◆ What this task involves ◆
Lines before the one containing "Pick out the building" are left out; return that line and all lines after it, exactly, through the end of the records below.

◆ Information ◆
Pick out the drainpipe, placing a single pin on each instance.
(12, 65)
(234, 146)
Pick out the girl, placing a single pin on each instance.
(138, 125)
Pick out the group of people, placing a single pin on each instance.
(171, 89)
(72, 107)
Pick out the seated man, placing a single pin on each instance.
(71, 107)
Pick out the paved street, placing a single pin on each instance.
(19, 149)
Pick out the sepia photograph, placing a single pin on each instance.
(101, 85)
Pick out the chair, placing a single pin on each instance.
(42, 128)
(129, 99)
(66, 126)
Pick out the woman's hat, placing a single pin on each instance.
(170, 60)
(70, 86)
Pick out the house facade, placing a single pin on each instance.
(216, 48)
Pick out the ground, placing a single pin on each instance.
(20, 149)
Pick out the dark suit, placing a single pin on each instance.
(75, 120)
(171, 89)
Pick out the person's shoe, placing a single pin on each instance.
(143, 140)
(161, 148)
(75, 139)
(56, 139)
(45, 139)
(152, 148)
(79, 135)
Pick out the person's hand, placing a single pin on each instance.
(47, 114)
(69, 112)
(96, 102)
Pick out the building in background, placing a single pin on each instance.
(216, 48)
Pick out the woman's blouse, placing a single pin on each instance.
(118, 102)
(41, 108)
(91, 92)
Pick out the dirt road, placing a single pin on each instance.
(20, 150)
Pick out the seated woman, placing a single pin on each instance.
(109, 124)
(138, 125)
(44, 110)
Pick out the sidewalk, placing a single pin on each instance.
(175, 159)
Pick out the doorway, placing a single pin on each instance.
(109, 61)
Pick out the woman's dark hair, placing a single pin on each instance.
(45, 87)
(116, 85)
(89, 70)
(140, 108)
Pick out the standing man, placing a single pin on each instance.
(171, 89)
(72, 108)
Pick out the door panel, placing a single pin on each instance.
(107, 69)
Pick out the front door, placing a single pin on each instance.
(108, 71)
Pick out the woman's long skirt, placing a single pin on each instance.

◆ Exercise response ◆
Pick out the building in background, placing a single pin on each instance.
(216, 48)
Pick out the woman's blouse, placing a single pin on each instance.
(118, 102)
(41, 108)
(91, 92)
Pick out the dirt road, placing a single pin on each instance.
(20, 150)
Pick out the seated woman, placing a single pin on each instance.
(109, 124)
(138, 125)
(44, 110)
Pick out the sidewalk, placing a single pin on each instance.
(175, 159)
Pick out the doorway, placing a single pin on each instance.
(109, 61)
Pick out the woman's dark hair, placing a single pin on each instance.
(45, 87)
(116, 85)
(89, 70)
(140, 108)
Pick out the standing man, placing a single pin on each instance.
(171, 89)
(72, 108)
Pick out the door panel, placing a single pin on each instance.
(107, 69)
Pick out the front door, placing a single pin on each instance.
(108, 71)
Pick out the woman's long skirt, placing a single pin on each instance.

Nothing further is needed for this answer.